:: Text shown
I just read that the FEH computer ( ECU? ) checks to make sure the CHT and HO2S warm up in a predictable manner based on intake air temperature, and engine load conditions.

If any value falls outside of an expected range, a MIL may be triggered, and the car may enter limp home mode.

......

What this also tells me is... since the computer uses several analog sensors used together, there is nearly an infinite set of conditions that will trigger the OK to enter EV... or not. It's really not a specific list of parameters.

You can make some general assumptions though... if intake air is mild ( 70'S) and battery temp is mild ( 70's ) and CHT is mild ( 230'F ) and engine load is medium ( 50% ) and CAT is hot ( 1300'F ) you're probably going to get EV at your next stop. ( or next under 40 MPH ). But this is still not a gurantee. There are also TIME requirements. The above needs to occur for at least 330 seconds for example to get a good HO2S reading.
::::
Task instructions: Extract the passage of the forum post on EV mode conditions between "I just read" and "engine load conditions.", inclusive, copying it word for word.
:: Raw data
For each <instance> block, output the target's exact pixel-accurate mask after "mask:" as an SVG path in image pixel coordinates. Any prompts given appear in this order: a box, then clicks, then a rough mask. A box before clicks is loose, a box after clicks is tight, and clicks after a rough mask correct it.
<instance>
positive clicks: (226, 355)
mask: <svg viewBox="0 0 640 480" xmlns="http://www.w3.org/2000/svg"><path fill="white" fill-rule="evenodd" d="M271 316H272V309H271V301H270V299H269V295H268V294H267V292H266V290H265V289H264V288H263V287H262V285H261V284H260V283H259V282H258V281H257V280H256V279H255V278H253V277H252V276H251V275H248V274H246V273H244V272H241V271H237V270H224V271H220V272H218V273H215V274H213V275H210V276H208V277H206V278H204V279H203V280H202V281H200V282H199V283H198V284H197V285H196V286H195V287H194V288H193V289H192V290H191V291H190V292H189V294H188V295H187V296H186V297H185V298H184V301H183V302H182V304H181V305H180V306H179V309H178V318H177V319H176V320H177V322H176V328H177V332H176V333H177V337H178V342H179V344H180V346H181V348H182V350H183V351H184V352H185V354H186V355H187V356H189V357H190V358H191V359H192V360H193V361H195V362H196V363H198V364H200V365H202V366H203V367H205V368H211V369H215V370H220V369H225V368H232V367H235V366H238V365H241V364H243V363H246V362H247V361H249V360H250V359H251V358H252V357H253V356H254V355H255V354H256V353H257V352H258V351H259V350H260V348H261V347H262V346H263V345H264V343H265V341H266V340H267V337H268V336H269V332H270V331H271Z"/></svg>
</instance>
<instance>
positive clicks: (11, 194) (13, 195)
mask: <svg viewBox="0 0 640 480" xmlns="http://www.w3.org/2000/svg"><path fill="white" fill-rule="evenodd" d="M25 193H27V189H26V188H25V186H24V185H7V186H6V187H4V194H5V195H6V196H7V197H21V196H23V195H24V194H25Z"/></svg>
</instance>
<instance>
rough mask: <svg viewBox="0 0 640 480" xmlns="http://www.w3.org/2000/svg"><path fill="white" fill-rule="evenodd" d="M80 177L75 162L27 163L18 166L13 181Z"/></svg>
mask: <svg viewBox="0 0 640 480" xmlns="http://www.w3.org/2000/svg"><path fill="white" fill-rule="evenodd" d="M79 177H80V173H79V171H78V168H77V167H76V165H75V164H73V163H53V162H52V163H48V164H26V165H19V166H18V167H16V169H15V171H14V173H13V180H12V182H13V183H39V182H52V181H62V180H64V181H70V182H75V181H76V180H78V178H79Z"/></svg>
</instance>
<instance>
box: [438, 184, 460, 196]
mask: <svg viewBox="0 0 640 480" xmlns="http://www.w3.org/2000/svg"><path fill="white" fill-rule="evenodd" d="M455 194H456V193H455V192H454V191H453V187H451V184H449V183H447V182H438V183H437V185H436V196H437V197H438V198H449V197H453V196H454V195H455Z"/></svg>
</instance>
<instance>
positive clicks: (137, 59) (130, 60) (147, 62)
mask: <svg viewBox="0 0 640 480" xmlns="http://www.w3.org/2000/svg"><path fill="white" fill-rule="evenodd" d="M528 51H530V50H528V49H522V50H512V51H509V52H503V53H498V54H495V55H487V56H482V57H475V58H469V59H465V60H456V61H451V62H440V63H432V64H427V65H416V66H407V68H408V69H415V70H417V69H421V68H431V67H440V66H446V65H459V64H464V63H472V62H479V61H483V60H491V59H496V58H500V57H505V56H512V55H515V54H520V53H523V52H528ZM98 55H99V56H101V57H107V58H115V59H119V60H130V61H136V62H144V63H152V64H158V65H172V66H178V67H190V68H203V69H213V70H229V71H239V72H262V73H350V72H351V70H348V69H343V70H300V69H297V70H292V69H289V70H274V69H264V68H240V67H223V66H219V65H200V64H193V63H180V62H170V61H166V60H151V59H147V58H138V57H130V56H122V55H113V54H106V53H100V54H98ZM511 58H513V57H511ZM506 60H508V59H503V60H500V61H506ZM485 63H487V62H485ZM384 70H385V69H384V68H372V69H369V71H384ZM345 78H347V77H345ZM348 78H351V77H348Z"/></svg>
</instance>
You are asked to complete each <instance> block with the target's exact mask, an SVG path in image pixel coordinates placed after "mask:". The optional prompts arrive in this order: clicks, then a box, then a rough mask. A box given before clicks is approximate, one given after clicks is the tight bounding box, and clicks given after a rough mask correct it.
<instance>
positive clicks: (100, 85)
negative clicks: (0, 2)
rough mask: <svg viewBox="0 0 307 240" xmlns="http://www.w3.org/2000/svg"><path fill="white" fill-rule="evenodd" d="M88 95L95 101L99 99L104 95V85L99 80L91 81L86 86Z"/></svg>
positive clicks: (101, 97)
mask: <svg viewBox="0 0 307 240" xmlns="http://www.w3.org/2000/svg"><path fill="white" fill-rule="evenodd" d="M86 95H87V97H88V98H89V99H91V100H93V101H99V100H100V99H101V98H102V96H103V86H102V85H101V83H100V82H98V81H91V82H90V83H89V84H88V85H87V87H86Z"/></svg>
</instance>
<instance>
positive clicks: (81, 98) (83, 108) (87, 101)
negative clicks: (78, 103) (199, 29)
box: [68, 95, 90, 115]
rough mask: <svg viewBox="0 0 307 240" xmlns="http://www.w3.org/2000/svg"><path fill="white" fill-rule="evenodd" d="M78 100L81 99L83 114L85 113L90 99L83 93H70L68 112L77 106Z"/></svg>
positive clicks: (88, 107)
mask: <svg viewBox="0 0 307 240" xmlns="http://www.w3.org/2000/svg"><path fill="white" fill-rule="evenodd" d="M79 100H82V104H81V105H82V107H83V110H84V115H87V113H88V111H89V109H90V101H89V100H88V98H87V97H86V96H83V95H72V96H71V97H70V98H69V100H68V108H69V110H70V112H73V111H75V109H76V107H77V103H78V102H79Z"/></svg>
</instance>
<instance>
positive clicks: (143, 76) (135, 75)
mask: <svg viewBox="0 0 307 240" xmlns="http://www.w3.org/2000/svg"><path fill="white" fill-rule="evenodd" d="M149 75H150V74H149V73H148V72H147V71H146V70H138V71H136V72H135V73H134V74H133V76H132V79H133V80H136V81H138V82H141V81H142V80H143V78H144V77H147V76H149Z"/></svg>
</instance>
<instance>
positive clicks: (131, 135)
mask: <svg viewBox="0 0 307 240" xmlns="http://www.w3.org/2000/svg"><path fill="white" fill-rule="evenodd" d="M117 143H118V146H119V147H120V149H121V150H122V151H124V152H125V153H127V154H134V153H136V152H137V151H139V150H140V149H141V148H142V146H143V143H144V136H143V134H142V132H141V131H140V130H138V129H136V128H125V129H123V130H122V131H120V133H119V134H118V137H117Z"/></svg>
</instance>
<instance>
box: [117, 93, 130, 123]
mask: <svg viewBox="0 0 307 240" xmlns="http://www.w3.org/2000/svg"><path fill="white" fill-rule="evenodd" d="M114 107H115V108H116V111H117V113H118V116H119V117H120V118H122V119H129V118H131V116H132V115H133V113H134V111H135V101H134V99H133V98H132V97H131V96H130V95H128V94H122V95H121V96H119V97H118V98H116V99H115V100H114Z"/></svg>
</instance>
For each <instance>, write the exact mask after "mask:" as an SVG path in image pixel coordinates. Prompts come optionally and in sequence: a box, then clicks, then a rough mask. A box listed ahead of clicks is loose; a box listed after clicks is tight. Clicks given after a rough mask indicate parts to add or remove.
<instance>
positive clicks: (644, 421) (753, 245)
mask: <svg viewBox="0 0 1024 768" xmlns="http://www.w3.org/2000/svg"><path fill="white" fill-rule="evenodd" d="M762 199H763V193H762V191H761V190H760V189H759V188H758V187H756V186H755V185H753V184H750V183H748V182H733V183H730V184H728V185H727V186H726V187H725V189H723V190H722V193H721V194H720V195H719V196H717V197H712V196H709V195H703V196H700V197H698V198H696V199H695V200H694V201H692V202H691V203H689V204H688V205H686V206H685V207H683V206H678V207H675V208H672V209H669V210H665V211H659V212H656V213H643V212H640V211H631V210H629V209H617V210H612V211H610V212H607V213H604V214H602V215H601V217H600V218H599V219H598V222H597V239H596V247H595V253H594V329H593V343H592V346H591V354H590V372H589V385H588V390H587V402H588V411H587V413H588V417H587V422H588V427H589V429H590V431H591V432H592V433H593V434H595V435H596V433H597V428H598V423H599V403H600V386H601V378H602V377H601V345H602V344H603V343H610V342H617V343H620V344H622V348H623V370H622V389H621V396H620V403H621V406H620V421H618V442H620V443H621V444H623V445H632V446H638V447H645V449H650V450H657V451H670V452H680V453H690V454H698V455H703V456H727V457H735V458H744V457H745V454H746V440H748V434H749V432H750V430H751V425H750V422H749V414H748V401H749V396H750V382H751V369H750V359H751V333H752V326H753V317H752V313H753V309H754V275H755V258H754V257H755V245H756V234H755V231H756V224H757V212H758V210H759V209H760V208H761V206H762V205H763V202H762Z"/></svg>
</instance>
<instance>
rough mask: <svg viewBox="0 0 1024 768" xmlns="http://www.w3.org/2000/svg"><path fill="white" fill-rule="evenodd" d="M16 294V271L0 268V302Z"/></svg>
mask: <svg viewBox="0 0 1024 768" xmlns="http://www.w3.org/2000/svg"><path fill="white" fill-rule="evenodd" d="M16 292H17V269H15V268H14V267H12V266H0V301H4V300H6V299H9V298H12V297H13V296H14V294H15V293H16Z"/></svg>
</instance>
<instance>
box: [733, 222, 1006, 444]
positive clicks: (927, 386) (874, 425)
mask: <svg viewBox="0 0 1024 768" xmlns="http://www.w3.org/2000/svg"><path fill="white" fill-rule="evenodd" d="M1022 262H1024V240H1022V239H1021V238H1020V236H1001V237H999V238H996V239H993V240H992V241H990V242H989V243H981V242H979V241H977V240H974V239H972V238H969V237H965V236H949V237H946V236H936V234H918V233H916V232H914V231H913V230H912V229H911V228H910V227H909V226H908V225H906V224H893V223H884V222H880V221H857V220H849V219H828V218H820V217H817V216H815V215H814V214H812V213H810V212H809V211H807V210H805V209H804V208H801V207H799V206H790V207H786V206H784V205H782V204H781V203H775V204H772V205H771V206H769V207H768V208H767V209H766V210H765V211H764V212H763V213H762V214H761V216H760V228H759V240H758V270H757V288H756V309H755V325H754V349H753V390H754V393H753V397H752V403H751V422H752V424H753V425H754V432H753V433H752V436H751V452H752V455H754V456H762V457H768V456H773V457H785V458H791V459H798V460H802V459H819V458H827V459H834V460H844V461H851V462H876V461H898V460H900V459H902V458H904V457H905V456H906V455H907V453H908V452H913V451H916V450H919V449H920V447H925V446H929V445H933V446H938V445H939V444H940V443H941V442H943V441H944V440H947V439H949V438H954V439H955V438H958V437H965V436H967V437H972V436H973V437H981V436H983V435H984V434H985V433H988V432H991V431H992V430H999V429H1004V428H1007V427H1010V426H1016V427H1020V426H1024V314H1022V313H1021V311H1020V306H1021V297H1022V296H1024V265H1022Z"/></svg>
::::
Solution to this problem:
I just read that the FEH computer ( ECU? ) checks to make sure the CHT and HO2S warm up in a predictable manner based on intake air temperature, and engine load conditions.